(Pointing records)
□ □ □ □

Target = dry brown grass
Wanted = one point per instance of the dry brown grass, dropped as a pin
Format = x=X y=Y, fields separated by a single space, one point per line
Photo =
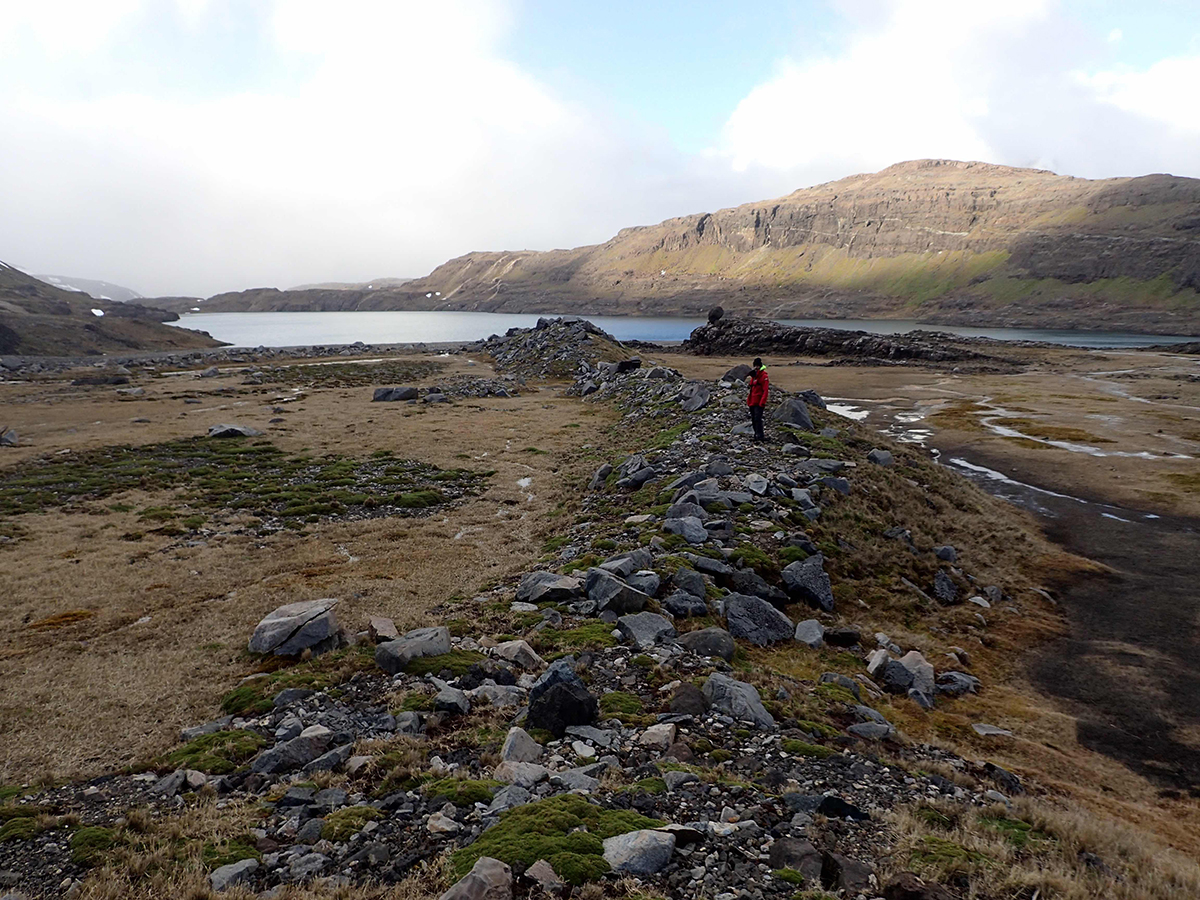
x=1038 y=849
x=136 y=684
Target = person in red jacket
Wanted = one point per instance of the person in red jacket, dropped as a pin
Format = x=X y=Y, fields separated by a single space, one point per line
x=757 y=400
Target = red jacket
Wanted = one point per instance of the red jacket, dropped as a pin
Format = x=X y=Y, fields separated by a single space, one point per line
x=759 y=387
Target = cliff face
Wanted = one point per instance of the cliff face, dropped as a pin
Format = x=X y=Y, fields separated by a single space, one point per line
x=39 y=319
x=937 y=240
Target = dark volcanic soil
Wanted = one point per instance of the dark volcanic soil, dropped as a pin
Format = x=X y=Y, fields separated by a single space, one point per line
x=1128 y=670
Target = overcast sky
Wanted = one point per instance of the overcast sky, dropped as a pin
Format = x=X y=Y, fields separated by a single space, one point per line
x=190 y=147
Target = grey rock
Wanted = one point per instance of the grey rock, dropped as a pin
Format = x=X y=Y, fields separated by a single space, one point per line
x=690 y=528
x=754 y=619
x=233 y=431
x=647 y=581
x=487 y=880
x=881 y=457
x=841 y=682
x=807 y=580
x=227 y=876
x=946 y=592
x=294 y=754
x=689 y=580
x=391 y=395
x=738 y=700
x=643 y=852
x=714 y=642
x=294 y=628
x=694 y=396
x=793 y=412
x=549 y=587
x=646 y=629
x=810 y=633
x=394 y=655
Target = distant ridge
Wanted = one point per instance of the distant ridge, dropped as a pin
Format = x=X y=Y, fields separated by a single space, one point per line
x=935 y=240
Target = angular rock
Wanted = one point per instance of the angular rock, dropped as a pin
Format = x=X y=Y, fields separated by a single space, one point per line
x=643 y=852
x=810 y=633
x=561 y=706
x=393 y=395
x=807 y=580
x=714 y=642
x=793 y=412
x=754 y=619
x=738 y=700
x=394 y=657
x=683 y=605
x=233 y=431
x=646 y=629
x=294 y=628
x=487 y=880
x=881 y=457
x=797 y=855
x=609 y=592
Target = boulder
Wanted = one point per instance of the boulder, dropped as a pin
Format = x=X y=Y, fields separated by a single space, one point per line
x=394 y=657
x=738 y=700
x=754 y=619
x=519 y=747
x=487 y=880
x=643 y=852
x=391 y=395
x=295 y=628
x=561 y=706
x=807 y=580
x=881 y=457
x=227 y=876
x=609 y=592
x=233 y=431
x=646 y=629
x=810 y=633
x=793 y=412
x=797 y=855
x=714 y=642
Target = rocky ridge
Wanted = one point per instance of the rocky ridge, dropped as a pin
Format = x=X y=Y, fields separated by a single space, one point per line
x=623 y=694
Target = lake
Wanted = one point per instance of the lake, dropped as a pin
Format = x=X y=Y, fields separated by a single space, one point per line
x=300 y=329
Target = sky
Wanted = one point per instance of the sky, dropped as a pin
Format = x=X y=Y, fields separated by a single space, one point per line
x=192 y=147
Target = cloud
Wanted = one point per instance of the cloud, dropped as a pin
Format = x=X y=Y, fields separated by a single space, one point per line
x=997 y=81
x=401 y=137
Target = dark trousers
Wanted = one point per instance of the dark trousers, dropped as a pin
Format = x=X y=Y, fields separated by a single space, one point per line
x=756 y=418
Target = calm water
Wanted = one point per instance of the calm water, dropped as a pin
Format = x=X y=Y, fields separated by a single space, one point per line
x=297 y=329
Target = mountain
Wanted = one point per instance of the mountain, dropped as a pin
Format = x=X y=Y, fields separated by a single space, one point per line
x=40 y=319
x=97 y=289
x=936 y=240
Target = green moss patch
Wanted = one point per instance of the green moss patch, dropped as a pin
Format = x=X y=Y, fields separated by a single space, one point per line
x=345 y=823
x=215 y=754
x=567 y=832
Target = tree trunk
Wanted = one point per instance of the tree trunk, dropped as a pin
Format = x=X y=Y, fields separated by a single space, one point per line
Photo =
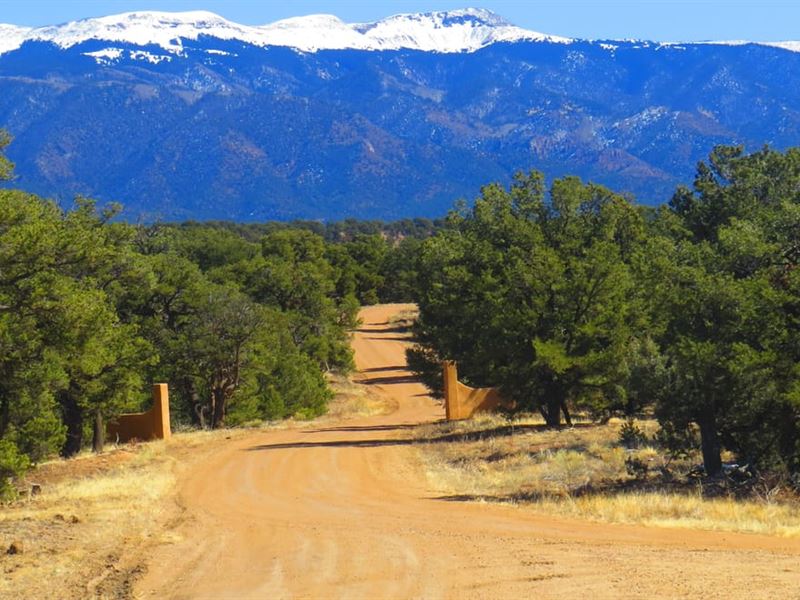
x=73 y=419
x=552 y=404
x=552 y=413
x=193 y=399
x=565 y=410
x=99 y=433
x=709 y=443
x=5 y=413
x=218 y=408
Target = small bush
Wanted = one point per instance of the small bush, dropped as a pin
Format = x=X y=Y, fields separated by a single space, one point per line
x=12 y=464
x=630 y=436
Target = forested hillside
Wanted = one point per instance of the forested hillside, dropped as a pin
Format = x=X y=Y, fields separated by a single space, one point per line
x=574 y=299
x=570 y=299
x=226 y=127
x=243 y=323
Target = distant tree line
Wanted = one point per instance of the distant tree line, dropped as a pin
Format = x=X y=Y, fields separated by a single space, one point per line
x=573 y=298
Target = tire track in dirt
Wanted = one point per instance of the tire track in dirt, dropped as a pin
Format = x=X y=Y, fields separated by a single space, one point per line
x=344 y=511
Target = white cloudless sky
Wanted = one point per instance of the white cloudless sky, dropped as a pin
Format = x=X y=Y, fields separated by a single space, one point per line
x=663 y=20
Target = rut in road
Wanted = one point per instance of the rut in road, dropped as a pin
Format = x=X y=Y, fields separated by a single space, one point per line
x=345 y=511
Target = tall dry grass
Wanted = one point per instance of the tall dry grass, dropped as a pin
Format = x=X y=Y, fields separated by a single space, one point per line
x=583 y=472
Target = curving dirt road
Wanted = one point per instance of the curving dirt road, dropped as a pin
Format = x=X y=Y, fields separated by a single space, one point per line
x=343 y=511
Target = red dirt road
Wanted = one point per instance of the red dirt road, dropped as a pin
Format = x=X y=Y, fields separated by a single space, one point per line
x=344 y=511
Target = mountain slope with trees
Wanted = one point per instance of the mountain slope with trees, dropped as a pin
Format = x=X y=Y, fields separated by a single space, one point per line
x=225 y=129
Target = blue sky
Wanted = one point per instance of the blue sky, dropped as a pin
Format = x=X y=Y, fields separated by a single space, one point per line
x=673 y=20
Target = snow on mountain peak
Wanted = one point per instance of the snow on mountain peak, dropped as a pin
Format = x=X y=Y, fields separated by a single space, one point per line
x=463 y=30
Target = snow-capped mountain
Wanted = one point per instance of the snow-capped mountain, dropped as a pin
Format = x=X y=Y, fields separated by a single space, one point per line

□ □ □ □

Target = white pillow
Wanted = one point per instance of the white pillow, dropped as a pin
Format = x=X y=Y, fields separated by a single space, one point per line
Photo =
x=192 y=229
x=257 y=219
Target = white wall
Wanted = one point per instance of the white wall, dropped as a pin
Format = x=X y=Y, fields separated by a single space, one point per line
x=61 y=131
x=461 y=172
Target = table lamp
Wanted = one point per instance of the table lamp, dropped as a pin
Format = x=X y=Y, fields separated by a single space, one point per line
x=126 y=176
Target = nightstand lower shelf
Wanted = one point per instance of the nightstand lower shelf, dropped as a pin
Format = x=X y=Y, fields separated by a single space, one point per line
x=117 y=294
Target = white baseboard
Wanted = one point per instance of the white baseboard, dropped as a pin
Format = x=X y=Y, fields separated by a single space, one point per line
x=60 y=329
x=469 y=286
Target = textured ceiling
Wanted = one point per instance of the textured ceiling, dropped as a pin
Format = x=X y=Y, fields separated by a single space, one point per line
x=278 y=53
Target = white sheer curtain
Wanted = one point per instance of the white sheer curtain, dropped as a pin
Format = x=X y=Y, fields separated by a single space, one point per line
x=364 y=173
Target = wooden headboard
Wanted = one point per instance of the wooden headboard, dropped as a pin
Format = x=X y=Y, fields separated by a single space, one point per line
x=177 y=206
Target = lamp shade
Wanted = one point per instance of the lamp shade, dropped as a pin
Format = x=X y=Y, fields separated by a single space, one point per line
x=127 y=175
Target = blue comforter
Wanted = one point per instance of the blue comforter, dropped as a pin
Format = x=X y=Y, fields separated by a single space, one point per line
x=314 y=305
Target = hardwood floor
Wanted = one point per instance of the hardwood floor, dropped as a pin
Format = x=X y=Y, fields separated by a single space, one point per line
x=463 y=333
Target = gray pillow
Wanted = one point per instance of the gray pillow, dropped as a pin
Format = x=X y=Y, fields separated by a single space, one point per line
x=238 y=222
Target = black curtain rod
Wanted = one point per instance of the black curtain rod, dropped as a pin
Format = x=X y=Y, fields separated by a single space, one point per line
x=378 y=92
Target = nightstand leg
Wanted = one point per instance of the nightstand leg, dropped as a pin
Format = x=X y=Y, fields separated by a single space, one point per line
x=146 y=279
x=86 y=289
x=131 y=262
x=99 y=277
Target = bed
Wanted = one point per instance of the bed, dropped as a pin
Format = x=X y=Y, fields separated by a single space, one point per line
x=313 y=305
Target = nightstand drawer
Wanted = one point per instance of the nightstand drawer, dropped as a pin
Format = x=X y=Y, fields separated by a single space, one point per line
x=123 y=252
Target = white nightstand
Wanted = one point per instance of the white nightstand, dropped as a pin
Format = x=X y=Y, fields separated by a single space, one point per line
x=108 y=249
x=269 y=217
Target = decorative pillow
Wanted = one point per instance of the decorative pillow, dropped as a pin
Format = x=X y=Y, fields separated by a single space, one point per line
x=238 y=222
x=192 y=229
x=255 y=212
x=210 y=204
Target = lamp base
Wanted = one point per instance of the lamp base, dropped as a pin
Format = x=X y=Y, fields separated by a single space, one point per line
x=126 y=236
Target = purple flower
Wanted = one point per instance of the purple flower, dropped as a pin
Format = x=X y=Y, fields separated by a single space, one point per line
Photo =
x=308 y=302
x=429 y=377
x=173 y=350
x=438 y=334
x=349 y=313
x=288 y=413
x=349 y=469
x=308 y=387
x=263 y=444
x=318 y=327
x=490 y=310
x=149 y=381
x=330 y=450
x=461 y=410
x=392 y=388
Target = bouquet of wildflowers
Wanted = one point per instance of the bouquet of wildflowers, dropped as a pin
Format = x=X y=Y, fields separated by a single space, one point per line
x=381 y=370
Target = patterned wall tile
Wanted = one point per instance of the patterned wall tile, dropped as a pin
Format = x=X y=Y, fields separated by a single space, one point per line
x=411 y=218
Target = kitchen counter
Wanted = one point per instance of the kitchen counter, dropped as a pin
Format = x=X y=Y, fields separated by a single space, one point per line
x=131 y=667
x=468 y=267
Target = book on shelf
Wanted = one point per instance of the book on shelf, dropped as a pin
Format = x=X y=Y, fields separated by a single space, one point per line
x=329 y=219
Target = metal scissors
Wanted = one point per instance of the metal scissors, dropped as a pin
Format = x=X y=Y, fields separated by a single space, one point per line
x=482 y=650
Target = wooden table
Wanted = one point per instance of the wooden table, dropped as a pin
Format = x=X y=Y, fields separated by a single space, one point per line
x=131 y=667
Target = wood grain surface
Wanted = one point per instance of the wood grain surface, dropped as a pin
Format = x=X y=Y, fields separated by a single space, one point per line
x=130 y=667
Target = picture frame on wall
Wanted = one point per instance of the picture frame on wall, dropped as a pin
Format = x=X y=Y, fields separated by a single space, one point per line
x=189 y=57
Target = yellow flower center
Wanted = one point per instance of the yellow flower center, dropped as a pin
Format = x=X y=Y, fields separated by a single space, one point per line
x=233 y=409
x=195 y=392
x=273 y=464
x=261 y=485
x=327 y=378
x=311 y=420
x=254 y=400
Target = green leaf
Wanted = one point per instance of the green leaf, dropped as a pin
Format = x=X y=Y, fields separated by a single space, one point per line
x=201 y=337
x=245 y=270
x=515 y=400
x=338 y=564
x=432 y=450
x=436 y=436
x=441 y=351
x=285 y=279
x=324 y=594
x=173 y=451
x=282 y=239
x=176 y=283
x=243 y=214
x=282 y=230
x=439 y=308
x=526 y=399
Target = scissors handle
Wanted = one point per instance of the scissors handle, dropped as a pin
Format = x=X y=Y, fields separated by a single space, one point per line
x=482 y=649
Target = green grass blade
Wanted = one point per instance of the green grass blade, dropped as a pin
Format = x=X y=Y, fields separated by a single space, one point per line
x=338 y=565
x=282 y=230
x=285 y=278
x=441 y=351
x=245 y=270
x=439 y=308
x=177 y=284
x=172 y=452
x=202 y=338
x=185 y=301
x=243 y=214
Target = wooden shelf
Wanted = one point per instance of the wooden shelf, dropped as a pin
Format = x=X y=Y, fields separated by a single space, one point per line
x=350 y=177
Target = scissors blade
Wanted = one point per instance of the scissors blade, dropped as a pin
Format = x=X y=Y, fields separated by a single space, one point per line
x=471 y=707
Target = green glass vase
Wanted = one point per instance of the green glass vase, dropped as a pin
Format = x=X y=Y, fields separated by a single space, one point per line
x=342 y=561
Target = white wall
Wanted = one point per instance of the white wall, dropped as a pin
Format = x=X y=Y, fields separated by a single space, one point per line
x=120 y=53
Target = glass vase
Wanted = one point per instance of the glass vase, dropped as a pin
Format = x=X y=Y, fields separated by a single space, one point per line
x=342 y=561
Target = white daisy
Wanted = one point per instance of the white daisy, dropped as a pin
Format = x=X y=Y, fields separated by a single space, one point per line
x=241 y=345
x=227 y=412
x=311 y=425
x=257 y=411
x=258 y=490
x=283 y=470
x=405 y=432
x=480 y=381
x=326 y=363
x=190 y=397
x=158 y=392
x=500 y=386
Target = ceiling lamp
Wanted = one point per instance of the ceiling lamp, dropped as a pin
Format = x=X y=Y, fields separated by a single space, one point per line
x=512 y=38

□ □ □ □

TASK PROMPT: Give the lines of the items from the line with "Target = patterned wall tile" up to and including the line with "x=329 y=219" as a numbered list, leaving out blank lines.

OUTPUT OF THE EXERCISE:
1. Target = patterned wall tile
2. Wanted = one point per instance of the patterned wall tile, dropped as a pin
3. Format = x=X y=Y, fields separated by a single space, one point per line
4. x=411 y=218
5. Target = kitchen counter
6. Wanted = one point per instance of the kitchen counter, dropped as a pin
7. Format = x=X y=Y, fields separated by a single space, one point per line
8. x=131 y=667
9. x=468 y=267
10. Target = book on shelf
11. Wanted = one point per instance of the book on shelf, dropped as a pin
12. Format = x=X y=Y, fields separated by a single space, one point per line
13. x=329 y=219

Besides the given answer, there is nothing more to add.